* [What you need to do]:
Make an exact copy of each entry, leaving out every picture.

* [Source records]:
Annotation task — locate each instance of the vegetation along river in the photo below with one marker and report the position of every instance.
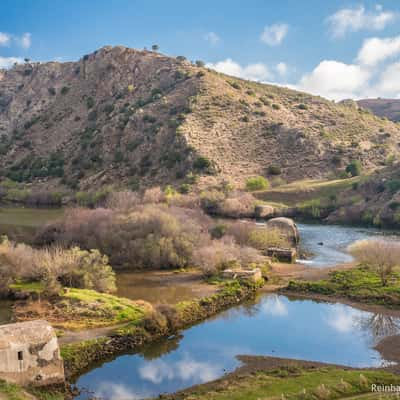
(273, 325)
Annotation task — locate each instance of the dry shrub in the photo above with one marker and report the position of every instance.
(235, 206)
(54, 266)
(149, 236)
(259, 237)
(185, 201)
(239, 205)
(223, 254)
(382, 256)
(153, 195)
(123, 201)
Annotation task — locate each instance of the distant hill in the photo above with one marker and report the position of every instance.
(389, 108)
(127, 117)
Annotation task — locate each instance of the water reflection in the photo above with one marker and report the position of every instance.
(328, 243)
(273, 325)
(379, 325)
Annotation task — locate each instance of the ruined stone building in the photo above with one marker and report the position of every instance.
(29, 354)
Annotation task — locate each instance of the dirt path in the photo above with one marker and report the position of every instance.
(87, 334)
(304, 272)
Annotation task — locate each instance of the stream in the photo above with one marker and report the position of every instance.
(273, 325)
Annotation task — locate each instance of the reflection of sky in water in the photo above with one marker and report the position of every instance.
(275, 326)
(335, 240)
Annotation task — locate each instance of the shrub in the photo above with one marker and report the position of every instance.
(201, 163)
(64, 90)
(218, 231)
(274, 170)
(148, 236)
(90, 102)
(381, 256)
(354, 168)
(256, 183)
(302, 106)
(51, 266)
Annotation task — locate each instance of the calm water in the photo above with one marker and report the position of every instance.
(274, 325)
(151, 287)
(335, 240)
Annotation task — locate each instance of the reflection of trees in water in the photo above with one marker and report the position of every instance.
(379, 325)
(161, 348)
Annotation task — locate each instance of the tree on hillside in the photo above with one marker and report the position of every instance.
(354, 168)
(381, 256)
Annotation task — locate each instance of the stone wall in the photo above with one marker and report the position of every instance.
(30, 355)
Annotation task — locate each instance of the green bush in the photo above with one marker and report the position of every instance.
(201, 163)
(90, 102)
(354, 168)
(256, 183)
(274, 170)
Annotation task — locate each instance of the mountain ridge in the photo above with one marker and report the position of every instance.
(138, 118)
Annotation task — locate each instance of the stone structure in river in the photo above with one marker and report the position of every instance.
(30, 355)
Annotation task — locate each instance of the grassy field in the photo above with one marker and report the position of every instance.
(358, 284)
(292, 383)
(296, 193)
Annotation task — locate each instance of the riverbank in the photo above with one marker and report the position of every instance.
(168, 321)
(279, 378)
(358, 284)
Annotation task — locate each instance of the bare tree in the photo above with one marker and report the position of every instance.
(380, 255)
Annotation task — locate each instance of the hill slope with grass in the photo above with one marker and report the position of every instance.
(388, 108)
(138, 118)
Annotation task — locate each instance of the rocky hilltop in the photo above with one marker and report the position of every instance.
(388, 108)
(135, 118)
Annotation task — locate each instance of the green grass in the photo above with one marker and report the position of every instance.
(296, 384)
(117, 309)
(359, 284)
(11, 391)
(31, 287)
(296, 193)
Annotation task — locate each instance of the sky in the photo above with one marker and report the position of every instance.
(337, 48)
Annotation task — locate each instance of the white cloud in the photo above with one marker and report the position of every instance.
(355, 19)
(8, 62)
(335, 80)
(273, 35)
(25, 40)
(342, 318)
(389, 83)
(256, 71)
(5, 39)
(275, 306)
(375, 50)
(185, 369)
(282, 68)
(117, 391)
(212, 38)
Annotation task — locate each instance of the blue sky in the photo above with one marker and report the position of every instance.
(334, 48)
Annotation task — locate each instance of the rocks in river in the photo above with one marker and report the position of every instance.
(253, 275)
(264, 211)
(288, 229)
(285, 255)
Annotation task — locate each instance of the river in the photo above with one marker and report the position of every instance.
(272, 325)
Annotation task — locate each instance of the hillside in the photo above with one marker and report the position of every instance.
(389, 108)
(136, 118)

* [Finished task]:
Annotation task — locate each instance of the vegetation along river in the photo below with one marker and report the position of every instance.
(273, 325)
Annotation task — locate each instance of the dry shrub in the photo above with one marker and report the position of every instance.
(235, 206)
(54, 266)
(149, 236)
(259, 237)
(185, 201)
(239, 205)
(223, 254)
(382, 256)
(153, 195)
(123, 201)
Annotation task — locate each instance of the distant hill in the photo above with one marker and report the position of every instance.
(389, 108)
(127, 117)
Annotation task — locate each instance of the water reflection in the photo above with one marker and report the position of every instance.
(328, 243)
(273, 325)
(379, 325)
Annotation task — locate each instance of the ruined stone building in the photo above with one marker and report the position of every instance.
(29, 354)
Annotation task — locate each instance of the dirt path in the photo above with one marker and report the position of every instance.
(87, 334)
(304, 272)
Annotation task — locate each instance of the stream in the photo above with one marker and report the position of every instance.
(273, 325)
Annotation task — locate each instance of the reflection of sky in water in the photo above with one marker and report the position of every instance.
(275, 326)
(335, 240)
Annotation task — locate each instance of the shrub in the photo above with one marker and report the position of every instance.
(201, 163)
(64, 90)
(218, 231)
(274, 170)
(148, 236)
(90, 102)
(381, 256)
(354, 168)
(256, 183)
(302, 106)
(51, 266)
Annotation task — locate each instance of the calm water in the photo above with one marker and report the position of every instance.
(274, 325)
(151, 287)
(335, 240)
Annotation task — locate each instance of the reflection of trees in water in the photo above with one marker and report the position of every instance.
(379, 325)
(161, 348)
Annotation task — locate each instance of the tree on hillside in the photo above with one marker and report the position of every instance.
(354, 168)
(381, 256)
Annotation task — locate each instance of the stone wall in the photo above with one marker and report the position of every instance.
(30, 355)
Annotation task — locate each instance of the green bush in the photo above with one marker and report the position of every instance.
(201, 163)
(90, 102)
(354, 168)
(256, 183)
(274, 170)
Annotation task — locate each instance of the mountain ridge in the photo above with one marker and report the position of every instance.
(138, 118)
Annotation task — locate each instance of the stone structure in river in the photo above with one marker and report the position of every instance.
(30, 355)
Annotation task — locate each instance of the grassy field in the photo above with one marker and report the position of every instance.
(358, 284)
(292, 383)
(296, 193)
Annotation task — locate each instance of the riverbank in the photo above with one marker and report the position of every instance.
(168, 321)
(279, 378)
(358, 284)
Annotation task — locate each instance of the bare tree in the photo above with one marker and report the position of every instance.
(380, 255)
Annotation task — locate each instance of the hill slope with grass in the photo above with one marker and report the position of every instance.
(388, 108)
(138, 118)
Annotation task — locate each instance of the rocky hilltop in the photo above with one marker and report the position of every instance.
(388, 108)
(135, 118)
Annotation task — locate each instance of the green grass in the photo above with one marker and report the position of every instance.
(296, 384)
(117, 309)
(359, 284)
(11, 391)
(31, 287)
(296, 193)
Annotation task — locate each instance of the sky in the photo above with one marker and report the position of every instance.
(337, 48)
Annotation task — locate each instance of the white cloud in the photo above with one marker and report the position of every instance.
(355, 19)
(8, 62)
(335, 80)
(273, 35)
(25, 40)
(342, 318)
(389, 83)
(256, 71)
(5, 39)
(275, 306)
(375, 50)
(185, 369)
(282, 68)
(117, 391)
(212, 38)
Annotation task — locate each instance of the blue sky in the photo above with one marker and report the position of every instance.
(334, 48)
Annotation task — locate each instance of the rocks in river in the photo above with one marker and report the position of every instance.
(253, 275)
(264, 211)
(288, 229)
(285, 255)
Annotation task — locate each instance of the river in the photo above with one marker and report the position of every instance.
(272, 325)
Annotation task — locate each instance of the hillside in the photo above with one marker and report the position of every instance.
(389, 108)
(136, 118)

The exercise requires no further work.